⟨
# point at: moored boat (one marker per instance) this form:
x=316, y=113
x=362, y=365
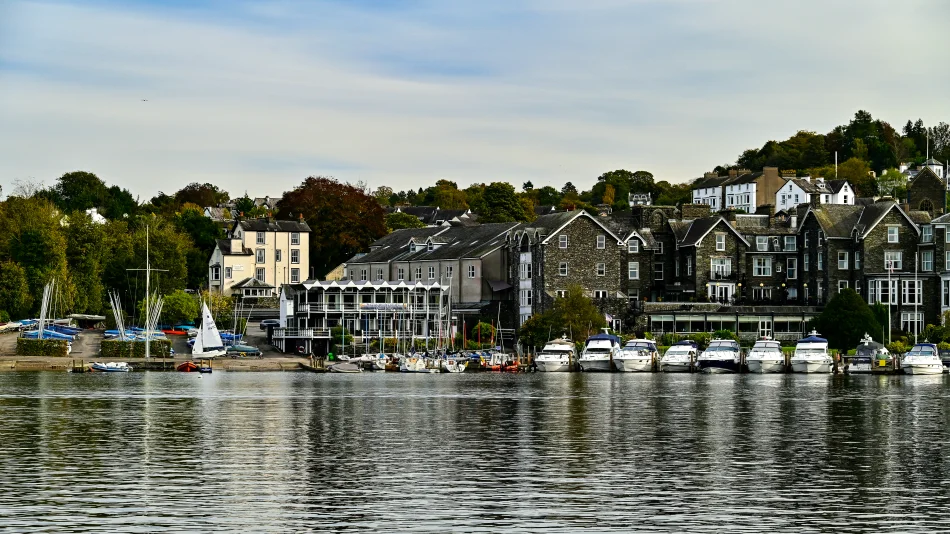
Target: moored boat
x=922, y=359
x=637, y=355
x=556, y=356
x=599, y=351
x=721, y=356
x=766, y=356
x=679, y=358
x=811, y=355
⟩
⟨
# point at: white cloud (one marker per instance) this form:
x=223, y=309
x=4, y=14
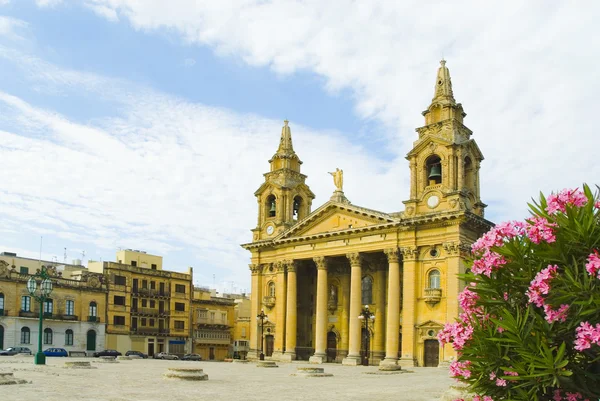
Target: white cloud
⟩
Stated problem
Edit the listing from the line containing "# point at: moored" through the line containing "x=811, y=355" by replacing "moored boat" with "docked boat" and changing nothing else. Omit the pictures from your answer.

Task answer
# point at: docked boat (one marker per instance) this form:
x=316, y=113
x=362, y=365
Target: docked boat
x=922, y=359
x=637, y=355
x=556, y=356
x=599, y=351
x=721, y=356
x=766, y=356
x=679, y=358
x=811, y=355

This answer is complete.